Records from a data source

::::::::

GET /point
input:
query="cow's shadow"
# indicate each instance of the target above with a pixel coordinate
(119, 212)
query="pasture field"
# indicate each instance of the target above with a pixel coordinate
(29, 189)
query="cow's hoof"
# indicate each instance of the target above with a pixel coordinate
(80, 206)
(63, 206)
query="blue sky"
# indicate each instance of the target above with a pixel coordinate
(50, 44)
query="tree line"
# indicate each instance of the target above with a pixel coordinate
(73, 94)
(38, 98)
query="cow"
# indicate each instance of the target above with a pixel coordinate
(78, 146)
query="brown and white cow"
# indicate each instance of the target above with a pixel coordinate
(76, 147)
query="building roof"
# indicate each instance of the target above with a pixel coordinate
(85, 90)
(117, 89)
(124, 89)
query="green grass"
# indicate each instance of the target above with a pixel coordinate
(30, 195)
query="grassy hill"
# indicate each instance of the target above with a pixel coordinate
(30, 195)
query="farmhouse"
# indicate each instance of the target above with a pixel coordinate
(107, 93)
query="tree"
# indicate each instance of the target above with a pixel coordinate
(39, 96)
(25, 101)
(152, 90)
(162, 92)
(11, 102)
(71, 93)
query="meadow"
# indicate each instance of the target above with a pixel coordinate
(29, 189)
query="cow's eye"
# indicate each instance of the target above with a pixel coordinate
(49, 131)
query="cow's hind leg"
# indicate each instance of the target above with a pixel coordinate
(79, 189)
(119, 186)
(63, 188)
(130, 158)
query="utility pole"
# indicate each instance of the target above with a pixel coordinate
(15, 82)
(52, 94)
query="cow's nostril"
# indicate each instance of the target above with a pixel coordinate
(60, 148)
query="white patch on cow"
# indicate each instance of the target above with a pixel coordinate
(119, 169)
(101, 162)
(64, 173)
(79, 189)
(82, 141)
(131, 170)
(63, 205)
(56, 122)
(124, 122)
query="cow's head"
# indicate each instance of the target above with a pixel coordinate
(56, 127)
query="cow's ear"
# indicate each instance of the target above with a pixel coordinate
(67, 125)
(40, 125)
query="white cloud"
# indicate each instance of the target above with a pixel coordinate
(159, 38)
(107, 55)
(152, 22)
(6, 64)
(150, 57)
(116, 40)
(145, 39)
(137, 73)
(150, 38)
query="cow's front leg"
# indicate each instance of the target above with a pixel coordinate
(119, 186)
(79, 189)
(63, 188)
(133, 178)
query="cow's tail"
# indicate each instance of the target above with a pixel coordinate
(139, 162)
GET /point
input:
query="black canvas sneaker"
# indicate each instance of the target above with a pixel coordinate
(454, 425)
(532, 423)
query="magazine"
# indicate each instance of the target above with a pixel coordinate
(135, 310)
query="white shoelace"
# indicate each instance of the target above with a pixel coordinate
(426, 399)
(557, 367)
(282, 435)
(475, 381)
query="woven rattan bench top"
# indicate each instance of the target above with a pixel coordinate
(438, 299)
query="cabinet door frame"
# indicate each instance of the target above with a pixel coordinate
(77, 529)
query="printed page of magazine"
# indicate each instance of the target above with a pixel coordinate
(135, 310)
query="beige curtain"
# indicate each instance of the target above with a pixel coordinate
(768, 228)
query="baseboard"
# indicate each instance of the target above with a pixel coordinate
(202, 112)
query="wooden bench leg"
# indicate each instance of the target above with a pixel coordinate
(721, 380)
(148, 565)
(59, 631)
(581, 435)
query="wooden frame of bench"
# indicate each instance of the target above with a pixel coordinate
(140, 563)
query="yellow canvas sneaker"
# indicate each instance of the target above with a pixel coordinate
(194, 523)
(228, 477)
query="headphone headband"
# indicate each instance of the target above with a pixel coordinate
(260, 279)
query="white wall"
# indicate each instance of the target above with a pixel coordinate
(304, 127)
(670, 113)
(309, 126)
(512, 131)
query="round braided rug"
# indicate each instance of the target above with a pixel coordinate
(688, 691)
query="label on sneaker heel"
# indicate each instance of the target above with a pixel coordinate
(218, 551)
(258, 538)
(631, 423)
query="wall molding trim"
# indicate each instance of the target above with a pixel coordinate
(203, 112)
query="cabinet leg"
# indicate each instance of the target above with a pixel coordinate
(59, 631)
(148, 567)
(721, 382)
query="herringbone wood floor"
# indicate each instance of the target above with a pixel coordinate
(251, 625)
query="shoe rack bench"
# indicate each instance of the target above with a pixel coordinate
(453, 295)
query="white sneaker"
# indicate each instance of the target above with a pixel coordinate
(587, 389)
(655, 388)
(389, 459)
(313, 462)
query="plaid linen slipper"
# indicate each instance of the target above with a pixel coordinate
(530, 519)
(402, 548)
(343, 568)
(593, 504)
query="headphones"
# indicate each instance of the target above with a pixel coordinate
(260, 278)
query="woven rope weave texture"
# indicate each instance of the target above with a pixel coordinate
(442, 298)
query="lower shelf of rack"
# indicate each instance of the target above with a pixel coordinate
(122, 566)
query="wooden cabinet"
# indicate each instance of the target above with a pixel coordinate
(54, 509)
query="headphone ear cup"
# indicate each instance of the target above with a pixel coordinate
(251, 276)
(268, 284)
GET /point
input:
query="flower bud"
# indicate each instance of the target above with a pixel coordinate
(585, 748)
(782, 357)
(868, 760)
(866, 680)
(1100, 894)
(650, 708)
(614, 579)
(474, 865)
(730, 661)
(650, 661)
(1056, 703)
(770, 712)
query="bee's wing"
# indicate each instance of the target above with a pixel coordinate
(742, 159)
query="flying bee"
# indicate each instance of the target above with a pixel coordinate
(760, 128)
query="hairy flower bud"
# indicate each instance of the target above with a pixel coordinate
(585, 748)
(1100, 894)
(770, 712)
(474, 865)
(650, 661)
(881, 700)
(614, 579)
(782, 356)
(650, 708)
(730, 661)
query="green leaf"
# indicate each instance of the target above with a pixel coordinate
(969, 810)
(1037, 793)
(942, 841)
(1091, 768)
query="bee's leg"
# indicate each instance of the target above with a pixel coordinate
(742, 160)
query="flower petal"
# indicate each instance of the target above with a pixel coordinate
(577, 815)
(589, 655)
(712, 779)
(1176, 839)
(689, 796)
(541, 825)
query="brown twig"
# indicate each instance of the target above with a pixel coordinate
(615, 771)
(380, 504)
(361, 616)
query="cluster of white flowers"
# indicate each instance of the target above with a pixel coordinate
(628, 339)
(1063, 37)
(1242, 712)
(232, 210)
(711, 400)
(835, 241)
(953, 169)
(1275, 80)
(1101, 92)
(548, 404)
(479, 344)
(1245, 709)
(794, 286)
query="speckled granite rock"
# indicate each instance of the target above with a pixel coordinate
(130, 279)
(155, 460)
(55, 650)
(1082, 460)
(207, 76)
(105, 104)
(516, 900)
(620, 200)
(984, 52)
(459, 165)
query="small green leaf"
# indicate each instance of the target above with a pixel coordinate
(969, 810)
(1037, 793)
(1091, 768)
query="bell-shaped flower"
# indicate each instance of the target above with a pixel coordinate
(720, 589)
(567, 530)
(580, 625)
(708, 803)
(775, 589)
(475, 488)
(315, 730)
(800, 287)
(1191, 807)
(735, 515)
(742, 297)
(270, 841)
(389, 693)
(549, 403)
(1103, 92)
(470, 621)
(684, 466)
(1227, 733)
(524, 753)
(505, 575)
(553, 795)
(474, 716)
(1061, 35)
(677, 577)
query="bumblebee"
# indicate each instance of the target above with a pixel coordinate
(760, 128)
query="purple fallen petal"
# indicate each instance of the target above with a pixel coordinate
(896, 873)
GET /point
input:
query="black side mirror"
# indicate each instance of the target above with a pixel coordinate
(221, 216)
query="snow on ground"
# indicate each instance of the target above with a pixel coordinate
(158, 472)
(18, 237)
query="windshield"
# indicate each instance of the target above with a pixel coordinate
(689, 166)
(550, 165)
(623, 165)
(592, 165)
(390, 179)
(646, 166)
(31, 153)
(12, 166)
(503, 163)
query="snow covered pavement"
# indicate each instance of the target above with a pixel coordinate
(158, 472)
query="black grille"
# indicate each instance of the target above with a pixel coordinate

::::::::

WHAT THE TASK ASKS
Return all lines in the data that include the word "cabinet".

SOLUTION TO THE PROBLEM
query="cabinet door frame"
query="cabinet leg"
query="wooden cabinet"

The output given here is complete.